§ **ACTION ITEM**: Return all of the entries exactly, with nothing added or left out.

PROVIDED DATA section start

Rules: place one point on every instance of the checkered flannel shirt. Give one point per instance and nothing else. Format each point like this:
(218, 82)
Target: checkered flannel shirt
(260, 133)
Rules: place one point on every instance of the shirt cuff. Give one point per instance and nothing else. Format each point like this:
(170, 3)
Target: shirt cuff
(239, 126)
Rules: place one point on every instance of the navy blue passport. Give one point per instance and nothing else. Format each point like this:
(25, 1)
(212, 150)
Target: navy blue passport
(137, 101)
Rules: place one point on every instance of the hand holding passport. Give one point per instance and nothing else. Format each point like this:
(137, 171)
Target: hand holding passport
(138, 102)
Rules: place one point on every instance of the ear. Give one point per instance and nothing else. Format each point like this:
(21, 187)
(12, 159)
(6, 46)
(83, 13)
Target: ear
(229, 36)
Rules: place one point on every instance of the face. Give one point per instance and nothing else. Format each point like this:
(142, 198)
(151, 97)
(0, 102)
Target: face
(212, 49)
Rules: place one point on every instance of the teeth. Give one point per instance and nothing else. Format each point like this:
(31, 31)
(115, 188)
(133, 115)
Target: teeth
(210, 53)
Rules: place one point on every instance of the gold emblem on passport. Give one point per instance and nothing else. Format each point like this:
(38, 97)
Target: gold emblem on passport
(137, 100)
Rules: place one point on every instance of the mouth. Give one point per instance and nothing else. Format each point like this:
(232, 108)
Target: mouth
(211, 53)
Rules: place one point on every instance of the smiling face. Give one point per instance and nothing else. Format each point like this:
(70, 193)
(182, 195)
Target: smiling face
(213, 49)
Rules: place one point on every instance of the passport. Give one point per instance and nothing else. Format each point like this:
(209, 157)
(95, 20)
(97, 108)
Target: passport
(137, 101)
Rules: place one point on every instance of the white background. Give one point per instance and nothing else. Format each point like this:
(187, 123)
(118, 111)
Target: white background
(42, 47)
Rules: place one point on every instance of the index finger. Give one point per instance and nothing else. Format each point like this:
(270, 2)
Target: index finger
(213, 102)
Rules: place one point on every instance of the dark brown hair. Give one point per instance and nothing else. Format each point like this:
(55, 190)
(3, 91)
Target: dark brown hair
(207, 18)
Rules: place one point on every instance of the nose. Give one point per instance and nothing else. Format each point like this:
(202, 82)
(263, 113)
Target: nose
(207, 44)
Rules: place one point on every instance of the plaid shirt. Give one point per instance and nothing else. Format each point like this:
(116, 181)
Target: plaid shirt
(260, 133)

PROVIDED DATA section end

§ **EXERCISE OUTPUT**:
Rules: place one point on every instance of the checkered flannel shirt. Give one point per instance and nothing else. Format each point like this:
(218, 82)
Target: checkered flannel shirt
(260, 133)
Rules: place one point on every instance of the shirt cuff. Give one point per instance and nothing else. Format each point like this:
(170, 3)
Target: shirt cuff
(239, 126)
Rules: place one point on every instance of the navy blue passport. Give one point per instance and nothing else. Format each point like this:
(25, 1)
(212, 150)
Target: navy blue passport
(137, 101)
Rules: place one point on every instance of the hand holding passport. Give one point per instance and nothing else. Format each point like this:
(137, 171)
Target: hand holding passport
(138, 102)
Rules: place one point on every instance of the ear. Give one point per instance and nothing else. Format each point like this:
(21, 187)
(12, 159)
(6, 46)
(83, 13)
Target: ear
(229, 36)
Rules: place one point on every instance of the face. Give one point per instance and nothing else. Format each point like this:
(142, 198)
(151, 97)
(0, 102)
Target: face
(212, 49)
Rules: place one point on every instance of the teeth. Give one point per instance and nothing else. Format each point like this:
(31, 31)
(115, 188)
(133, 115)
Target: teeth
(210, 53)
Rules: place one point on every instance of the gold emblem on passport. Give one point per instance and nothing else. Format each point like this:
(38, 97)
Target: gold emblem on passport
(137, 100)
Rules: place one point on every instance of the mouth. Give one point per instance and nothing else. Format each point like this:
(232, 108)
Target: mouth
(211, 53)
Rules: place one point on every instance of the smiling face. Give one point per instance and nothing else. Format each point like this:
(70, 193)
(182, 195)
Target: smiling face
(213, 49)
Rules: place one point on every instance of the passport. Give one point per instance and nothing else. Format each point like this:
(209, 157)
(95, 20)
(97, 108)
Target: passport
(137, 101)
Rules: place one point on every instance of the white background. Give one point per instance and nothing else. Format each point like this:
(187, 123)
(118, 111)
Target: white background
(42, 47)
Rules: place one point on every instance of the index finger. Give one point per instance and nothing else. Format each point like this:
(270, 2)
Target: index finger
(213, 102)
Rules: place one point on every instance of the dark brown hair. Give one point per instance and nothing else. Format each point like this:
(55, 190)
(3, 91)
Target: dark brown hair
(207, 18)
Rules: place one point on every instance of the nose. Give one point per instance and nothing else. Format each point like this:
(202, 82)
(263, 113)
Target: nose
(207, 44)
Rules: place one point on every instance of the plaid shirt. Give one point per instance and nothing else. Format each point like this:
(116, 181)
Target: plaid shirt
(260, 133)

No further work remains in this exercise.